/---
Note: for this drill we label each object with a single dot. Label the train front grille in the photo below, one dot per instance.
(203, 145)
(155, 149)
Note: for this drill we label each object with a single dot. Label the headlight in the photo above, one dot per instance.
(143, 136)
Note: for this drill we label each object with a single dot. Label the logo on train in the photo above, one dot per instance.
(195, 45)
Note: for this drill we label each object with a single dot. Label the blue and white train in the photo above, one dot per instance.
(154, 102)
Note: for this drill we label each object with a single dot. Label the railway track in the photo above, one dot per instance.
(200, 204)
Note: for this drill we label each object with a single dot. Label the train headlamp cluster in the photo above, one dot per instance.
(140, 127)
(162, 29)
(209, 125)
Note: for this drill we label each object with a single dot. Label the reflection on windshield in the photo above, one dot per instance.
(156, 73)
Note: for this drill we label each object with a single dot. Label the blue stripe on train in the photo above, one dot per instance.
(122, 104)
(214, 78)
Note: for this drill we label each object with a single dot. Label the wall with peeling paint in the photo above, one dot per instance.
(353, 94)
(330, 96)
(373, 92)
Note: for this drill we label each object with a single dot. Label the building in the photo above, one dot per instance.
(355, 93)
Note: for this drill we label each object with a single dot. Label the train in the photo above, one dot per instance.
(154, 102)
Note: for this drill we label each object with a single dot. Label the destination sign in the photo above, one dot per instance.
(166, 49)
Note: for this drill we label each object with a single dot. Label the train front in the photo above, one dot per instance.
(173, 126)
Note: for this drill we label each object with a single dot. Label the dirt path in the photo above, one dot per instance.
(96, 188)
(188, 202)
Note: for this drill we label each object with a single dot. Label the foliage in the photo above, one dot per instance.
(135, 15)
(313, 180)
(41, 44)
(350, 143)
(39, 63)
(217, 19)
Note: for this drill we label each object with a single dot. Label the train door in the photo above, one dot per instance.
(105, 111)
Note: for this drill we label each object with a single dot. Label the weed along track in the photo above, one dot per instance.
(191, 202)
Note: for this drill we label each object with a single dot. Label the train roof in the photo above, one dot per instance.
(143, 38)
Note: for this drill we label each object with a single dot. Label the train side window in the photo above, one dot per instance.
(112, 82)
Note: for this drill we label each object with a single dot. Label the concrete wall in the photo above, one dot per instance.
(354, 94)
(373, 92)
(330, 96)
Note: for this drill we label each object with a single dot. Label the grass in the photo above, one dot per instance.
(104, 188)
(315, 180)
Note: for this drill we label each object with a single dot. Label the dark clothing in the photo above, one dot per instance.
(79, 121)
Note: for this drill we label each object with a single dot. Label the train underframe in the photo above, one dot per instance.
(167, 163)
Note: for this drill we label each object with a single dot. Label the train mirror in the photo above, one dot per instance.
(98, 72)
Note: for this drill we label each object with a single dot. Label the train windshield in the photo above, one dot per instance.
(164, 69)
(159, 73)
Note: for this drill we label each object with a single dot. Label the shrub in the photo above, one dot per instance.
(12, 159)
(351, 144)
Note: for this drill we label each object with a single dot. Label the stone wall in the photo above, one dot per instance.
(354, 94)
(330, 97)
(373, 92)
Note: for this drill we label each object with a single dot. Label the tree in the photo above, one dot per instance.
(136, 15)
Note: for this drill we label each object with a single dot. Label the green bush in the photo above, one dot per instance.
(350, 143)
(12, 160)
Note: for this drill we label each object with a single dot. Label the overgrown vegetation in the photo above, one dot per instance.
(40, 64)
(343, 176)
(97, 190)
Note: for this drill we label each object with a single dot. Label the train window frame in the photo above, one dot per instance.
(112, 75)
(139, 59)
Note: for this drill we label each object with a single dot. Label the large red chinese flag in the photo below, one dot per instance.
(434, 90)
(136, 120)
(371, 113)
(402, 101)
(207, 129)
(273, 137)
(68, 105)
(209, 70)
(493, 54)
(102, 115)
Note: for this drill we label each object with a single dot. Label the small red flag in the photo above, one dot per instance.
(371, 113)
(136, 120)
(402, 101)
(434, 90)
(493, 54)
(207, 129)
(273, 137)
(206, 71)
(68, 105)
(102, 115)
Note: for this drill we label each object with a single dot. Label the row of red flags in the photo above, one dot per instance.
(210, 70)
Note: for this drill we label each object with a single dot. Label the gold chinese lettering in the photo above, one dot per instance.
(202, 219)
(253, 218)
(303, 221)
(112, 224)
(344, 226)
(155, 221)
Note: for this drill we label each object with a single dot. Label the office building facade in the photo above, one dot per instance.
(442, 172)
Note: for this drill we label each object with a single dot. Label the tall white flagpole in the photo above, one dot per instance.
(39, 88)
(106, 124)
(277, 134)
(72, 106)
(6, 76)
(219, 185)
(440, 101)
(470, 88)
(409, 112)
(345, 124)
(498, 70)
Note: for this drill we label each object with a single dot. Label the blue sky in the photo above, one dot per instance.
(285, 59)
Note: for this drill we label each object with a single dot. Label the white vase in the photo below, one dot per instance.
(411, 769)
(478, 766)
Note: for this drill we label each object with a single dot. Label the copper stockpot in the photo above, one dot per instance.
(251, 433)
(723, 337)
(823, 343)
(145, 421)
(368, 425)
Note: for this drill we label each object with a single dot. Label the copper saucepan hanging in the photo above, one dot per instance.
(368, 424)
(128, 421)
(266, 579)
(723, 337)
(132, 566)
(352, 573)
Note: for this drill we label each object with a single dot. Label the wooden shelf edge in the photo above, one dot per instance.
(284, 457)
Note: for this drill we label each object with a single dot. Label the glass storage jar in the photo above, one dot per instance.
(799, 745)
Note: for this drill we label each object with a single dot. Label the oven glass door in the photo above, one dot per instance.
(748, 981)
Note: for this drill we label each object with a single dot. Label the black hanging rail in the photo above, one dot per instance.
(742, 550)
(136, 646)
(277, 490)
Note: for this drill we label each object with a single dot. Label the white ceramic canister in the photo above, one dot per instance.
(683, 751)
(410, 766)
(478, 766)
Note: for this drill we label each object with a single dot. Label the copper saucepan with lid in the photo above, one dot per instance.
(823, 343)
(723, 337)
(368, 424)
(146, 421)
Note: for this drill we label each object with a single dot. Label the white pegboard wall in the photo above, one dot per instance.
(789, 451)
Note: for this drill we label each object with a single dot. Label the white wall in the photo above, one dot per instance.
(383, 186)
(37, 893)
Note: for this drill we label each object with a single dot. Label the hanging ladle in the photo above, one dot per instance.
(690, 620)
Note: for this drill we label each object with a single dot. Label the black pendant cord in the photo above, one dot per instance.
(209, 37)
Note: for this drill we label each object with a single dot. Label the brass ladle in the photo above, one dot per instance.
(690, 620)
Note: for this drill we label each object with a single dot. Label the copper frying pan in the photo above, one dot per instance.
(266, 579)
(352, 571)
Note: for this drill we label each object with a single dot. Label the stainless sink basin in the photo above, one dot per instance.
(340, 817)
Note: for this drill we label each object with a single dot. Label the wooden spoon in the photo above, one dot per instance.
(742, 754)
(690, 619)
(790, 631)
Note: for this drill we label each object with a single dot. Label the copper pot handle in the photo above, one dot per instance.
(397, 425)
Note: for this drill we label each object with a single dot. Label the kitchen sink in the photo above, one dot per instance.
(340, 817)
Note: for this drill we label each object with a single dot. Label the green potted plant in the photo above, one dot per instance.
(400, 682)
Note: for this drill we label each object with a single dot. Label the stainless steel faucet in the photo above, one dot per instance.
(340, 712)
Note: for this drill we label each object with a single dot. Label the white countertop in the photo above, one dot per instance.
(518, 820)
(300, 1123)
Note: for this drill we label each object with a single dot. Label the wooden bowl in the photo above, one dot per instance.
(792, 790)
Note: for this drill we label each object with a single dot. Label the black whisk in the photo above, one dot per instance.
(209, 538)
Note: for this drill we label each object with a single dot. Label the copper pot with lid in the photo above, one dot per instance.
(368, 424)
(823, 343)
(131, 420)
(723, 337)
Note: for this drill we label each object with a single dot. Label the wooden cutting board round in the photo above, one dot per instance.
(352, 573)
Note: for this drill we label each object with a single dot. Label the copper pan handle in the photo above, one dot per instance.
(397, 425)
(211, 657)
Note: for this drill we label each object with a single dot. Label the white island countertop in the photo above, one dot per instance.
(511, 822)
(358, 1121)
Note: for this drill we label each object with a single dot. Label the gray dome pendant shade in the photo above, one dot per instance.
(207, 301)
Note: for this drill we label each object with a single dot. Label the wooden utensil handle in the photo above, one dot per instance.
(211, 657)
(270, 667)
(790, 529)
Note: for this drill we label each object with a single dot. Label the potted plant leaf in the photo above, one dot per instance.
\---
* **Task directions**
Quote only the lines from the line containing "the white countertop" through the end of the listing, please, keeping both the first and the last line.

* **Task response**
Note: for this drill we label each object with a single dot. Label the white countertop in the photo above, one dot per instance.
(518, 820)
(300, 1123)
Note: for this drill we label each object with a single dot. Label the wooden bowl in the photo above, one dot per instance.
(792, 790)
Note: for this drill we label each object with a single dot. Label the black whisk in the photo above, one dot per instance.
(209, 538)
Note: for this drill we label each object with a single dot. Label the copper pot with lid in the photo above, one dot per instance.
(368, 424)
(823, 343)
(131, 420)
(723, 337)
Note: for this drill we label each object with a single dot. Label the wooden cutting board round in the photo above, one dot per instance.
(352, 573)
Note: for this drill we label each object with a single dot. Label the copper pan handle in the photo above, one dot per instance.
(397, 425)
(211, 657)
Note: for this drill we label each object with a single dot. Label the white island countertop in the photo above, one dot per instance.
(511, 822)
(358, 1121)
Note: for this drill we label each object with a single dot. Label the gray dome pendant shade in the photo above, one dot per instance.
(207, 301)
Note: for this drill we label each object with a single dot. Label the wooden utensil handle in the photo above, one dot per instance.
(211, 657)
(270, 667)
(790, 529)
Note: for this drill we label each object with a single dot. Label the potted plant leaf in the photo above, one dot per instance.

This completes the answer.